WORK ORDER ▸ In your copy, include no images, and write out every entry below exactly as it stands.
==*==
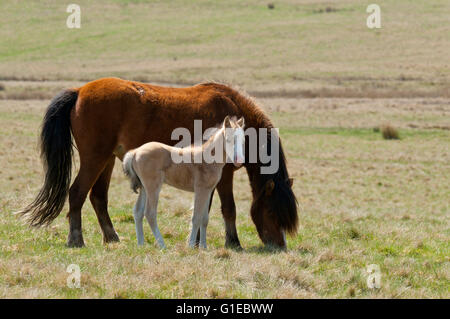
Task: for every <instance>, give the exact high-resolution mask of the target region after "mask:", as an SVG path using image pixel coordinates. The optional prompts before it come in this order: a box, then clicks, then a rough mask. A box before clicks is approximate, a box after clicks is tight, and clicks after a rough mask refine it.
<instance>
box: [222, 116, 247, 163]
mask: <svg viewBox="0 0 450 319" xmlns="http://www.w3.org/2000/svg"><path fill="white" fill-rule="evenodd" d="M244 126H245V122H244V118H243V117H241V118H240V119H239V120H237V121H235V120H234V119H230V117H229V116H227V117H225V120H224V121H223V124H222V127H223V129H224V130H223V132H224V140H225V152H226V155H227V159H228V160H229V161H231V162H232V163H233V164H234V166H236V167H241V166H242V164H243V163H244V161H245V155H244V146H245V134H244Z"/></svg>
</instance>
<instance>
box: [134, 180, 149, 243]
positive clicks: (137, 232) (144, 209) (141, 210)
mask: <svg viewBox="0 0 450 319" xmlns="http://www.w3.org/2000/svg"><path fill="white" fill-rule="evenodd" d="M146 198H147V197H146V196H145V189H143V188H141V190H140V191H139V197H138V199H137V201H136V204H135V205H134V207H133V216H134V225H135V227H136V238H137V241H138V245H139V246H142V245H143V244H144V227H143V225H142V221H143V219H144V212H145V203H146Z"/></svg>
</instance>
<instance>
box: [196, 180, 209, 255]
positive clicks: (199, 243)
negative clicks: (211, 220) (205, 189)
==*==
WRITTEN RESPONSE ▸
Task: for every <instance>, give the exact high-resolution mask of the target region after "mask:", as an SVG path using image pixel coordinates. The optional prompts before it come in this order: a box, then clicks, then a rough mask. A box before clicks is approximate, a box after clicks is tight, and clicks after a rough mask refine it.
<instance>
box: [222, 116, 247, 163]
mask: <svg viewBox="0 0 450 319" xmlns="http://www.w3.org/2000/svg"><path fill="white" fill-rule="evenodd" d="M244 126H245V122H244V118H243V117H241V118H240V119H239V120H237V121H235V120H234V119H230V117H229V116H227V117H225V120H224V121H223V124H222V127H223V129H224V130H223V132H224V140H225V152H226V155H227V159H228V160H229V161H231V162H232V163H233V164H234V166H236V167H241V166H242V164H243V163H244V161H245V155H244V146H245V134H244Z"/></svg>
</instance>
<instance>
box: [134, 180, 149, 243]
positive clicks: (137, 232) (144, 209) (141, 210)
mask: <svg viewBox="0 0 450 319" xmlns="http://www.w3.org/2000/svg"><path fill="white" fill-rule="evenodd" d="M146 198H147V197H146V196H145V189H143V188H141V190H140V191H139V197H138V199H137V201H136V204H135V205H134V207H133V216H134V225H135V227H136V238H137V241H138V245H139V246H142V245H143V244H144V227H143V225H142V221H143V219H144V212H145V203H146Z"/></svg>
</instance>
<instance>
box: [196, 180, 209, 255]
positive clicks: (199, 243)
negative clicks: (211, 220) (205, 189)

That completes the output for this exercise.